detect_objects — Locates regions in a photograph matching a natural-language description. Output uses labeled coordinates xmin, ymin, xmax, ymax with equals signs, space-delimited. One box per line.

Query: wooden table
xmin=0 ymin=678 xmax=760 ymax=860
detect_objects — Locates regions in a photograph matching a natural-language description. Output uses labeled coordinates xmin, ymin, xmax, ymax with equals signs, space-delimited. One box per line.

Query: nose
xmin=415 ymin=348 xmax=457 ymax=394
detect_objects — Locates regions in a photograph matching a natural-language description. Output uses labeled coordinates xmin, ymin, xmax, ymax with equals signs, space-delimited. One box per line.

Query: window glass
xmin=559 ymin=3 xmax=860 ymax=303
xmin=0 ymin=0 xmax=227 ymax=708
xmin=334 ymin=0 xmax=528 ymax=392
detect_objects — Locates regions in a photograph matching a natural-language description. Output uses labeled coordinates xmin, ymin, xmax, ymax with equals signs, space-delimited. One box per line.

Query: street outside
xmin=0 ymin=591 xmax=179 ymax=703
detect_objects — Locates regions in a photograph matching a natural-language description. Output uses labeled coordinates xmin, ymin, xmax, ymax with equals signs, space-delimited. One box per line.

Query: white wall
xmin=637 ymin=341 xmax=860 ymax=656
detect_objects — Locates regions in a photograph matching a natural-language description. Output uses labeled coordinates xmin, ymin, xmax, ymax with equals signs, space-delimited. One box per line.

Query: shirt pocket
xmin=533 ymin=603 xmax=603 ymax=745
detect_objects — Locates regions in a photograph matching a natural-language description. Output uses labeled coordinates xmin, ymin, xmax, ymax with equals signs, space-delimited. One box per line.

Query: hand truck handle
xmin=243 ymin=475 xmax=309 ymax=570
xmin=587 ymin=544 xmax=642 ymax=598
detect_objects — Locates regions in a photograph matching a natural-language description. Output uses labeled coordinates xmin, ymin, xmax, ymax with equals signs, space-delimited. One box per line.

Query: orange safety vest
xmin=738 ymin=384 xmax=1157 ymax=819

::::

* [REQUIREMENTS]:
Rewrite every one of the records above, changing "Query" to "Prompt" at each occurrence and leaving all other text as it stands.

* [WRITTEN REPLY]:
detect_objects — Locates regions in a photograph matching a natural-language description. Output uses labeled coordinates xmin, ymin, xmax, ymax with equals signs, space-delimited. One box per line.

Prompt: wooden table
xmin=0 ymin=678 xmax=760 ymax=860
detect_objects — Locates regions in a photograph matching a natural-language description. Output uses labeled coordinates xmin, ymin, xmax, ymax with equals signs, space-delimited. One box per line.

Prompt: nose
xmin=415 ymin=348 xmax=457 ymax=394
detect_objects — Locates regions in a photograph matching a natural-language description. Output uses labeled coordinates xmin, ymin, xmax, ymax with equals signs, space-delimited. One box per line.

Prompt: window glass
xmin=559 ymin=3 xmax=860 ymax=303
xmin=0 ymin=0 xmax=227 ymax=708
xmin=334 ymin=0 xmax=528 ymax=392
detect_objects — Locates regions in a photograph matching a natural-language description. Output uses labeled coordinates xmin, ymin, xmax, ymax with equals signs, space-delimited. One box per line.

Prompt: street outside
xmin=0 ymin=591 xmax=179 ymax=703
detect_objects — Locates regions in a photograph matching a natural-language description. Output uses labeled coordinates xmin, ymin, xmax, ymax with equals signs, space-delimited. One box per line.

Prompt: white wall
xmin=637 ymin=341 xmax=860 ymax=656
detect_objects — Locates regions in a photograph matching a natural-language description. Output uses labeled coordinates xmin, ymin, xmax, ymax with equals signs, space-delimited. One box per line.

Prompt: shirt pocket
xmin=533 ymin=603 xmax=603 ymax=745
detect_objects — Locates regions in a photograph matching a natural-language description. Output uses labeled coordinates xmin, ymin, xmax, ymax with equals signs, space-delimited. One box per line.

Prompt: hand truck handle
xmin=243 ymin=475 xmax=309 ymax=570
xmin=587 ymin=544 xmax=642 ymax=598
detect_objects — Locates regions in a photograph matching a natural-language description. Output uses labeled coordinates xmin, ymin, xmax, ymax with equals signs, space-delimited. One box per line.

Prompt: orange safety vest
xmin=738 ymin=384 xmax=1157 ymax=819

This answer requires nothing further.